* **EXERCISE 1**:
In the forum thread about driftwood for plecos, how long did mopani wood stain one poster's planted tank?
* **EXERCISE 2**:
Repeat word for word the passage of the driftwood thread that begins at the words "So what you" and ends after the words "wood for the pleco?".

* **SELECTED TEXT**:
★ ★ ★

# Driftwood for plecos in a Mbuna Tank?



## CichlidLover2 (Jul 31, 2005)

I have a mbuna tank and I am looking to add a Gold Nugget Pleco L81.

I know these guys need driftwood, but I am hesitant to get it for my tank because I know it softens water, and lowers pH. I have a 55 gallon tank, I was thinking of maybe just getting a 4 inch by 3 inch piece or roughly smaller than that just so the pleco has something to chew on. I will end up putting it behind my rock work so it wont be seen.

Should I even go through the trouble of getting wood for him? I want him to be happy but I also want to keep my water parameters the same.

Am I right in guessing that such a small piece of driftwood will not affect the water parameters of a 55 gallon tank?

Is there any downside to the driftwood for the mbuna? I have yellow labs, demasoni, acei and white top hara afras, along with 2 clown loaches

Any feedback is appreciated.


----------



## PsYcHoTiC_MaDmAn (Dec 26, 2005)

what are your water parameters.

yes the tannins released from the driftwood can lower pH. HOWEVER if there is enough KH you will not see an effect.

and just FYI, acei are commonly found in schools around sunken logs and trees within the lake


----------



## prov356 (Sep 20, 2006)

I use mopani wood for my plecos and they seem to like it more than the regular driftwood found in 
stores. I've never seen an effect on my KH due to the wood. Just monitor and buffer, if needed. I think it 
looks good in a tank, and yes, there is wood in the rift lakes and fish do take refuge there.

I believe this is one of Arthur's pics, but can't find the source at the moment.


----------



## Denny (Sep 27, 2008)

Try African driftwood if you can get it. It doesn't float and easy to arrange. My cichlids seem to like it.


----------



## CichlidLover2 (Jul 31, 2005)

So what you guys are saying is that I should be fine with a small 4-3 inch piece of driftwood in my 55gallon?

Now my next question is will the driftwood really make that much of a difference for the pleco? Would it be better with or without the wood for the pleco?

Will the wood release a significant amount of tannins even if it is very small? Is it true that smaller pieces will release less tannins?

How long should I soak a piece that is 4-3 inches?


----------



## PsYcHoTiC_MaDmAn (Dec 26, 2005)

keep it for the plec. it may survive without it, however it will be in much better health if it has access to it.

dont worry about tannins, they are NOT bad, they may discolour the water (carbon can help, but IMO I'd leave it out) however I would dilute the effect with decent water changes.

I wouldn't bother soaking the wod, I'd just shove it in, but then I dont have a problem with tannins


----------



## niccomau (Oct 14, 2008)

certain types of wood leach more tannins than others. Pre-boiling can help release more of the tannins berfore it goes into the tank.


----------



## dreday (Oct 12, 2007)

i have mopani in my planted tank and it stained for a while, about 8 months. but it is a natural look. and a small piece of wood in that size tank should not affect it. and if is already "drift" wood then it should be weathered and not release much tannins.

and yes plecos love wood. make sure it has a nice dark place to hide also. i have a large piece of wood in my hap/peacocks tank. it was drift wood and it released nothing.


----------



## Denny (Sep 27, 2008)

Pleco on African driftwood on the right side. Mine enjoy it for cleaning and relaxing. Wood does not float and plants attach very easy to it.


----------

★ ★ ★

* **INFORMATION SHOWN**:
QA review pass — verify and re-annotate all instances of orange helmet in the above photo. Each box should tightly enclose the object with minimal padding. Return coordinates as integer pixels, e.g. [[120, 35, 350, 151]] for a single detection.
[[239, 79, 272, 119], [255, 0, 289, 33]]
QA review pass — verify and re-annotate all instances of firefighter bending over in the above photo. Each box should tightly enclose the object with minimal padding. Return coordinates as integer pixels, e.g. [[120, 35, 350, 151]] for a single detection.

★ ★ ★

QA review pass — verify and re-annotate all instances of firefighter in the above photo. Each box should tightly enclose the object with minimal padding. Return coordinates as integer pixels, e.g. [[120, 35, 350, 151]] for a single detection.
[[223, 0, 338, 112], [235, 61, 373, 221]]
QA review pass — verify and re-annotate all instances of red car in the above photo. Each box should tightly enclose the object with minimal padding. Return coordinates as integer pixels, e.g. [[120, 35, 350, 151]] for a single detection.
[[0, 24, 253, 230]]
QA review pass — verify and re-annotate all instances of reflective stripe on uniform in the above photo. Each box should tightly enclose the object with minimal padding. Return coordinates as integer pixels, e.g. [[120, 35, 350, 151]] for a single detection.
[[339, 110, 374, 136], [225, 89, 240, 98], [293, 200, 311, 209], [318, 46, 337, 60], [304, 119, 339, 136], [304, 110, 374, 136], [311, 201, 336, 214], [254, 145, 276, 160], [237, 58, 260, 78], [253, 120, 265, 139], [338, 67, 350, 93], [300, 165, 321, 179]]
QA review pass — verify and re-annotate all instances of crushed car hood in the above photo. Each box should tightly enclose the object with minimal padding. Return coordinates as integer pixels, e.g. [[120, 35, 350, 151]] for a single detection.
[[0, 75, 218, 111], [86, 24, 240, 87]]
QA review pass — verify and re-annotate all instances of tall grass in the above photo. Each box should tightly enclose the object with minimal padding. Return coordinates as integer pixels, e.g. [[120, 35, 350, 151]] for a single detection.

★ ★ ★

* **COMPLETE OUTPUT 1**:
About 8 months.

* **COMPLETE OUTPUT 2**:
So what you guys are saying is that I should be fine with a small 4-3 inch piece of driftwood in my 55gallon?

Now my next question is will the driftwood really make that much of a difference for the pleco? Would it be better with or without the wood for the pleco?